## Work order 1
In the article on Kenya's central bank and digital currency, copy the passage from "CBK mulls digital" up to and including "of the technology." word for word.
## Work order 2
According to the article on Kenya's central bank and digital currency, why is Kenya seen as well placed to move to a central bank digital currency? Answer in one to three sentences.

*** Extract to read ***

CBK mulls digital currency to boost financial inclusion
Central Bank of Kenya (CBK) is investigating the potential applications and benefits of digital currencies amid heightening demand for cashless payments.
Governor Patrick Njoroge has already discussed Central Bank Digital Currency (CBDC) with global consulting firm Accenture and World Bank officials. Accenture helps companies harness the power of blockchain technology.
“Governor Njoroge this afternoon took part in the Dialogue on Global Digital Finance Governance, a high-level roundtable discussion. He was a speaker in a discussion on Central Bank Digital Currency (CBDC),” CBK said.
The bank is taking a cue from growing moves by its global peers who have set up research teams to look into the practicality of the technology.
“A digital currency has to answer three questions, does it put people at the centre, does it connect people to digital systems and not leave anyone behind, does it empower people and protect them from risk, especially cyber security and data privacy,” Njoroge told the consultants.
In the virtual meeting last week were World Bank senior financial sector analyst Ahmed Faragalla, senior advisor at Accenture Global Blockchain Technology Ousmène Mandeng who focuses on digital currencies and payments systems modernisation and others.
Kenya’s experience with M-Pesa and other fintechs is seen by many as having provided a strong reference point when it comes to transitioning to a CBDC.
“We are in a better position than many countries that have never had any experience with digital currency,” said Bitange Ndemo, government’s chairman for Distributed Ledgers and AI.
The rapid price movements of Bitcoin, Ether and Ripple have rattled central banks, with Kenya attracting multiple global cryptocurrency exchanges. Central bank of Kenya in 2016 issued an advisory circular warning Kenyans against dealing in bitcoin transactions.
However, Head of Innovation at the Switzerland-based Bank for International Settlement, Benoît Cœuré, said Covid-19 crisis has accelerated this change and the private sector is already ahead.
“We see new forms of payment ecosystems emerging and it is very important that central banks be ahead of the curve,” he said.
Coeure made the remarks while addressing journalists on Friday following the launch of a joint report on digital currencies by eight central banks titled: Central bank digital currencies: foundational principles and core features.

*** End of Extract to read ***
*** Dataset entries ***

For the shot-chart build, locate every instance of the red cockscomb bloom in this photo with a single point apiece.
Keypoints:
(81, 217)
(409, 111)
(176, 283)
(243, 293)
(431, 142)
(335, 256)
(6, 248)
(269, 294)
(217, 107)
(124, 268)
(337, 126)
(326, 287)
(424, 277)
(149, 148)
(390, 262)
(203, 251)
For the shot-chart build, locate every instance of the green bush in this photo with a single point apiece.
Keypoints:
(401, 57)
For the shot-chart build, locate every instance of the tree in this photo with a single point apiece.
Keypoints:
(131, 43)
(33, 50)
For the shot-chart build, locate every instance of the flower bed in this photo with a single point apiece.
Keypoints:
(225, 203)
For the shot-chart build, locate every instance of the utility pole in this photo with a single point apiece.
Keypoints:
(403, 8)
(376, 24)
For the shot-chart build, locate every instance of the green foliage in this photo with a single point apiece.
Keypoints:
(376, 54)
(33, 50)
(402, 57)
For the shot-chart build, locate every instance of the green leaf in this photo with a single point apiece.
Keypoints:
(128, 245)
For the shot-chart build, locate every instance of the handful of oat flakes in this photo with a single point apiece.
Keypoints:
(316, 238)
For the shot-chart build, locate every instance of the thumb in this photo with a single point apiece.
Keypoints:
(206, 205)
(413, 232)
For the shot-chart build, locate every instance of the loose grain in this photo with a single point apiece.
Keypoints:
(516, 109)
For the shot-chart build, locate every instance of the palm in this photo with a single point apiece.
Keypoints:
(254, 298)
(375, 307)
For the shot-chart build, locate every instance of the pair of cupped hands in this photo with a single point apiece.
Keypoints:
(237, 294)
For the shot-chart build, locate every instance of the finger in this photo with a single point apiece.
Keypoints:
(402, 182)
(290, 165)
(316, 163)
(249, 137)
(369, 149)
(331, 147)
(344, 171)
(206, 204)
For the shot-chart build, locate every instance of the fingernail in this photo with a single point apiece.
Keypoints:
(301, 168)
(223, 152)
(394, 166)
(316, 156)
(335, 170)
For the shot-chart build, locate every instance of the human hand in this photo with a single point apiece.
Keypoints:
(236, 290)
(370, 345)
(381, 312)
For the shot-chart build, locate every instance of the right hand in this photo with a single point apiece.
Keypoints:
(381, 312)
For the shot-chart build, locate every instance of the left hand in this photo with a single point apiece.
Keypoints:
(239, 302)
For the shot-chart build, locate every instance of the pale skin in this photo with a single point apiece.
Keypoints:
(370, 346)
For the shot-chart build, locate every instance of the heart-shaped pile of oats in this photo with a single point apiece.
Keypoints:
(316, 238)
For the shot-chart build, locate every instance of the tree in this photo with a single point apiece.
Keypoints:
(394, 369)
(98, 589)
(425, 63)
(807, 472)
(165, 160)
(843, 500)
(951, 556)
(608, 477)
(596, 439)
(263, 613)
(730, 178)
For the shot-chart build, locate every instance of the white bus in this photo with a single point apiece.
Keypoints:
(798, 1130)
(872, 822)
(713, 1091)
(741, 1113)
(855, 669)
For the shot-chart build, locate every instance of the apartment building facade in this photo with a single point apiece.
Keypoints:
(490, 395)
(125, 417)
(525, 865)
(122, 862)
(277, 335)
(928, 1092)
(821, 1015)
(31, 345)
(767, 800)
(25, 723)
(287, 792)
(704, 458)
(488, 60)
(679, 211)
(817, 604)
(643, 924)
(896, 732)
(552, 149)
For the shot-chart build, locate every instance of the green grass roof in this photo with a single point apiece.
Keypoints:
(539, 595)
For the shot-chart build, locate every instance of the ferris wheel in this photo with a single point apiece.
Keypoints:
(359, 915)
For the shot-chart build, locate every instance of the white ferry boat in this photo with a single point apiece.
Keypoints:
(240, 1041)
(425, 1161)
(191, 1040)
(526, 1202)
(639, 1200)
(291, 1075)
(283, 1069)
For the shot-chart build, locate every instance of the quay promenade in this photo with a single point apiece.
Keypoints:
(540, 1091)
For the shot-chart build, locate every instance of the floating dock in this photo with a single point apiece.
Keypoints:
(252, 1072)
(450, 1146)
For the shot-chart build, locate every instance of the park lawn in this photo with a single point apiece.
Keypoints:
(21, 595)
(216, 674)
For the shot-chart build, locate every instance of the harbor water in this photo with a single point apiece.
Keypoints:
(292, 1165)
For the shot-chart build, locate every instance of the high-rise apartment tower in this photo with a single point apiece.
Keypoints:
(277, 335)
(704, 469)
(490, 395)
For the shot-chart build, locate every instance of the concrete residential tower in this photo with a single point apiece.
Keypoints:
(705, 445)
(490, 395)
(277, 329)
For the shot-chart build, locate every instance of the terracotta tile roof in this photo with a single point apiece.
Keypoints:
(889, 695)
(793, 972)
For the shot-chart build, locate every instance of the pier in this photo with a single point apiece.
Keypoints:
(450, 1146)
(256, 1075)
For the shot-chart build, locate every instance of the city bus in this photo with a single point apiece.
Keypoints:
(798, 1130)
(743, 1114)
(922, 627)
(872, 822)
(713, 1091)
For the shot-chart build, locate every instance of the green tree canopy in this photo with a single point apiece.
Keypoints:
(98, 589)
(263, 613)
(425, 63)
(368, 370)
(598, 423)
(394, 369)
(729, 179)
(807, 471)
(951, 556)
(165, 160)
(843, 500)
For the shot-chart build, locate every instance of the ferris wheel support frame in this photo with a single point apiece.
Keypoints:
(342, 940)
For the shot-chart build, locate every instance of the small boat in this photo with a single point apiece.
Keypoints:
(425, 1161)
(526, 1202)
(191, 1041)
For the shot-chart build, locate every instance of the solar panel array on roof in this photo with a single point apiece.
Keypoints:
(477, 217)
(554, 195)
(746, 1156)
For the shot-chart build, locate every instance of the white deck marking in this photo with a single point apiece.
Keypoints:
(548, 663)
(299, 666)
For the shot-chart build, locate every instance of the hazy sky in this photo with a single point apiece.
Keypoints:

*** End of Dataset entries ***

## Written reply 1
CBK mulls digital currency to boost financial inclusion
Central Bank of Kenya (CBK) is investigating the potential applications and benefits of digital currencies amid heightening demand for cashless payments.
Governor Patrick Njoroge has already discussed Central Bank Digital Currency (CBDC) with global consulting firm Accenture and World Bank officials. Accenture helps companies harness the power of blockchain technology.
“Governor Njoroge this afternoon took part in the Dialogue on Global Digital Finance Governance, a high-level roundtable discussion. He was a speaker in a discussion on Central Bank Digital Currency (CBDC),” CBK said.
The bank is taking a cue from growing moves by its global peers who have set up research teams to look into the practicality of the technology.

## Written reply 2
Many see Kenya's experience with M-Pesa and other fintechs as a strong reference point for moving to a CBDC. Bitange Ndemo says this puts Kenya in a better position than countries that have never had any experience with digital currency.